### SET EXERCISE 1
Identify each line in the records below that contains the string "green", with case taken into account, and copy every such line.

My first RAINBOWS in da HOUSE!!!! 
I got 6 Boesemani's from ADG here in houston.

And I already lost one! 
I had all 6 acclimating in a small bucket. I turned my back for 5 minutes. When I returned, one was on the floor, not moving, with my two cats standing over it.
I put him back in the bucket and was able to resuscitate him, but he never swam quite right after that. He didn't make it through the night.
One fish and 30 bucks down the toilet. 

But the other 5 have settled in and are doing ok!



















And some of my Schwartzi Cory Cats hanging out...


----------



## Deano3 (8 Nov 2019)

Them rainbows are beautiful first time really seem them. Looking good.

Dean

Sent from my SM-G970F using Tapatalk


----------



## cbaum86 (8 Nov 2019)

Enjoying following this journal, love a bit of gadgetary behind a tank.

Sorry to hear about the loss of one of the rainbows, can't believe how expensive the livestock seems over there, but they are very beautiful.

Quality of the fish photography is great! I bet there were a few to delete from the camera roll.


----------



## Ed Wiser (8 Nov 2019)

Sorry that one of them jumped already 
Have you thought about talking to Clearview lids about making a lip for you tank. 

https://www.clearviewlids.com/

I bet they could make one that would take in account the wood coming out of your tank.


----------



## d2creative (8 Nov 2019)

Ed Wiser said:


> Sorry that one of them jumped already
> Have you thought about talking to Clearview lids about making a lip for you tank.
> 
> https://www.clearviewlids.com/
> ...


Thats the lid i had over my reef. 
But no, impossible. Between the wood and future plants growing out the top, not gonna happen.


----------



## MrStoffel (8 Nov 2019)

Point labeling records:

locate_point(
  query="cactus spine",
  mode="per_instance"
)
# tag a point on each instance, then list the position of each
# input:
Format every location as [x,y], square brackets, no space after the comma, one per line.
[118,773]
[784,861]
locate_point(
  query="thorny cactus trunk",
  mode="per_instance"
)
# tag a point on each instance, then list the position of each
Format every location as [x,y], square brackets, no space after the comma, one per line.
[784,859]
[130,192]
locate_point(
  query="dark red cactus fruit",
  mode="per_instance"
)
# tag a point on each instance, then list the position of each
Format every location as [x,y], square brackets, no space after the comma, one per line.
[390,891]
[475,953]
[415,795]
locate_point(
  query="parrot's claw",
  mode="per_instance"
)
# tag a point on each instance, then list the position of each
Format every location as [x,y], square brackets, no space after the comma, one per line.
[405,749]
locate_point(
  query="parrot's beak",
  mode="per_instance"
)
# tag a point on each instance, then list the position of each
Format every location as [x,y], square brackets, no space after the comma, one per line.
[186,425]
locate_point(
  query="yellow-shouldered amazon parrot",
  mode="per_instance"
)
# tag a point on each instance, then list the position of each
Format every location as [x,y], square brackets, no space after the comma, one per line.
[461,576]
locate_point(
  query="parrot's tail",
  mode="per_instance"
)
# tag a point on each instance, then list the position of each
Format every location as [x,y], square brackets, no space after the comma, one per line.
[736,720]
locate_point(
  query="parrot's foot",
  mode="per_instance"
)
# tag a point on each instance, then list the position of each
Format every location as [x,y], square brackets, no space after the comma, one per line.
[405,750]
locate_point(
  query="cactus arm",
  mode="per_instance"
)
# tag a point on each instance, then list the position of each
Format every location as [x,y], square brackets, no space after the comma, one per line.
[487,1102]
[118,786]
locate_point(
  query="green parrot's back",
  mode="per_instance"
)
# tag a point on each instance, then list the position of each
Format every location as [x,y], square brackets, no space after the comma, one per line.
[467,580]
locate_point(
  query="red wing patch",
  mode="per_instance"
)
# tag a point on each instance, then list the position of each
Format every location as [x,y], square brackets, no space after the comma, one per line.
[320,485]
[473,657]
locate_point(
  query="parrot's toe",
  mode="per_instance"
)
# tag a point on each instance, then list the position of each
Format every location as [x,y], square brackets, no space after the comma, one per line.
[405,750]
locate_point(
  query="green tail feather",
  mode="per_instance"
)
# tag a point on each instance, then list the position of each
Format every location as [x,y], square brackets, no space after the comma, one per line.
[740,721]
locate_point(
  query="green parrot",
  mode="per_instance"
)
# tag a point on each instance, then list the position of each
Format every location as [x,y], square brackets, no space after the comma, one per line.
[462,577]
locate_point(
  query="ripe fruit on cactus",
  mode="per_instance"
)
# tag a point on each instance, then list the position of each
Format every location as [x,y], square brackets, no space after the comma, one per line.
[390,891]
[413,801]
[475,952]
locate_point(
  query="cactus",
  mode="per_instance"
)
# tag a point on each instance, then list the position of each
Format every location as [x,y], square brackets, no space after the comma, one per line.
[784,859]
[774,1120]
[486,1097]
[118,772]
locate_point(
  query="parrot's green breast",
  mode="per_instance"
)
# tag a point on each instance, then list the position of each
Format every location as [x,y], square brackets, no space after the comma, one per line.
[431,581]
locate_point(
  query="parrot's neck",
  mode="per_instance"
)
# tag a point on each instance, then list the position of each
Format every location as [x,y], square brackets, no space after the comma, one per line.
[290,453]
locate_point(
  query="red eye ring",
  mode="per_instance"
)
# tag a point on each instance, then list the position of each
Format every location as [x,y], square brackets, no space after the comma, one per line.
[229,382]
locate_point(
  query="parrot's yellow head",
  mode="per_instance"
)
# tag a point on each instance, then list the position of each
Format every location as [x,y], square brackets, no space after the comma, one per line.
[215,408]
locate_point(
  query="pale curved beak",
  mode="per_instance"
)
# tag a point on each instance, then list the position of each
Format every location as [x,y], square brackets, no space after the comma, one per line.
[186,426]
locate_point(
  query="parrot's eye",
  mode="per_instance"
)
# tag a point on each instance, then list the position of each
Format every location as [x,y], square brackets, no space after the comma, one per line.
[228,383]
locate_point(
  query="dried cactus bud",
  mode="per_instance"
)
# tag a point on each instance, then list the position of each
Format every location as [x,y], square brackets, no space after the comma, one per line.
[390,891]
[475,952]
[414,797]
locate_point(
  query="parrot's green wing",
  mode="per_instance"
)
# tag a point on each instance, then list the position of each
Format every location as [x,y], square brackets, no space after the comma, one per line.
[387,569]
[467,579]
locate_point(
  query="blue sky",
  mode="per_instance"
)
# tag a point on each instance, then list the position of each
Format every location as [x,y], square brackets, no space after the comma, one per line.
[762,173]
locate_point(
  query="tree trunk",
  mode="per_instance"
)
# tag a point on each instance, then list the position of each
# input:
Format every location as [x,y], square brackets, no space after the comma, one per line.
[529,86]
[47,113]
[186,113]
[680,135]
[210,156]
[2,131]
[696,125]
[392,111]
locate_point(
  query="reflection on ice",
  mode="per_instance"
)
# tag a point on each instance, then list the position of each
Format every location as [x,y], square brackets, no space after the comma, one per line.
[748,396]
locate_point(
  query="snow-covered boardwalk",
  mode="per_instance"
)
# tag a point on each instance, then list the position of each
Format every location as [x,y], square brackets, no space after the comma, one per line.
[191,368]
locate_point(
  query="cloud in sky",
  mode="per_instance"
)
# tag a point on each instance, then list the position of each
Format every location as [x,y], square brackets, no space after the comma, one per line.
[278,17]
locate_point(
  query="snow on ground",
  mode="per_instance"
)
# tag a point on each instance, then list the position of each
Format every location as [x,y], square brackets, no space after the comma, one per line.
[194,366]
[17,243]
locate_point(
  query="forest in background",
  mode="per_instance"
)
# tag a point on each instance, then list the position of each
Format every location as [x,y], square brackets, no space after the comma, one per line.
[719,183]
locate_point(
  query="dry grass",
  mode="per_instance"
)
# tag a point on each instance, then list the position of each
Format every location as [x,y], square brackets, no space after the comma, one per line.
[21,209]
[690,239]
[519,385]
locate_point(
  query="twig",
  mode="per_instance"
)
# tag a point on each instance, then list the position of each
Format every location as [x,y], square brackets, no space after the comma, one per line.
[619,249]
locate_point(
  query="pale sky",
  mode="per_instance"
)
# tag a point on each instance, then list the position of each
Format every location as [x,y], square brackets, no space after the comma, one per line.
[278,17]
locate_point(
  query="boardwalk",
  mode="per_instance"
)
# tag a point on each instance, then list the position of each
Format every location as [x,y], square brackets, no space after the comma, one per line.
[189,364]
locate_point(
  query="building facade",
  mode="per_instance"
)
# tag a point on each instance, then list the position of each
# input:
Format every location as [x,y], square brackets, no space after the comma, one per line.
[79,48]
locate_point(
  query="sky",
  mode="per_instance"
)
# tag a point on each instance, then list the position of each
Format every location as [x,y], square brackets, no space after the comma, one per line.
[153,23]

### SET EXERCISE 2
Echo the aquarium thread above without any change, from "## d2creative (8" to "not gonna happen.".

### FULL OUTPUT 1
  query="green parrot's back",
  query="green tail feather",
  query="green parrot",
  query="parrot's green breast",
  query="parrot's green wing",

### FULL OUTPUT 2
## d2creative (8 Nov 2019)

Ed Wiser said:


> Sorry that one of them jumped already
> Have you thought about talking to Clearview lids about making a lip for you tank.
> 
> https://www.clearviewlids.com/
> ...


Thats the lid i had over my reef. 
But no, impossible. Between the wood and future plants growing out the top, not gonna happen.